QUOTED TEXT:
Solar output on the California Independent System Operator (ISO) electric system droppedby 55 percent during the Great American Eclipse on Aug. 21, according to an analysis of that day’s data.
Grid-connected solar generation tumbled more than 3,500 megawatts (MW) in just over an hour. That doesn’t reflect the loss of “behind-the-meter” rooftop solar installations, estimated at 1,300 to 1,500 MW, in the morning hours when the moon blocked the sun, powering down much of the state’s solar energy production.
Much of that decline in solar generation was replaced with an increase in electricity imports -including the ISO’s western Energy Imbalance Market (EIM) – hydropower, and natural gas power plants.The ISO also thanks consumers who did their part to conserve electricity and relieve stress on the grid during the eclipse.
After the sun emerged from the eclipse, solar production ramped up quickly, as much as 150MW a minute, before leveling off to normal conditions.

TASK DIRECTIONS: Can you carry on the report about the eclipse and California's solar output from the point where it stops? The data that comes next is separate from the text above.

PROVIDED INFORMATION:
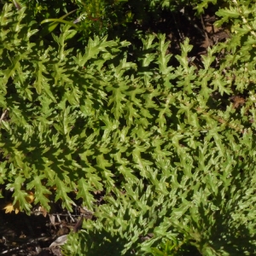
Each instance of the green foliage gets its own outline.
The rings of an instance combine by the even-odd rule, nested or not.
[[[150,255],[162,242],[177,255],[183,245],[255,253],[254,7],[218,12],[234,36],[200,69],[188,39],[172,55],[165,36],[148,35],[131,61],[127,41],[70,47],[68,24],[38,39],[26,11],[5,4],[0,16],[0,183],[20,209],[30,212],[26,189],[49,209],[55,188],[69,211],[76,192],[96,219],[69,235],[65,255]]]

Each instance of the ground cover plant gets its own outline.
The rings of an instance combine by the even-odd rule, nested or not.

RESULT:
As an electric system with the most solar capacity in the nation, the ISO power grid and energy market performed efficiently during the three-hour eclipse, with operators reporting no troubles managing the drop-off and steep rise in solar generation that morning. The success of the market during the historic natural event illustrated the potential resiliency of power grids absorbing growing amounts of renewable energy.
The ISO began planning more than a year ago for the expected drop in solar production during the eclipse, which covered anywhere from 55 to 80 percent of the sun in the ISO footprint. The ISO lined up reserves of non-solar energy to be bid into the day-ahead market, along with extra regulation to help control frequency swings during the rapid spike in solar output immediately after the eclipse.
“This event capped a great team effort by the ISO staff and our many partners,” said Eric Schmitt, ISO vice president of operations. “And the preparation paid off. The market ran remarkably smooth, with little or no intervention from grid operators.”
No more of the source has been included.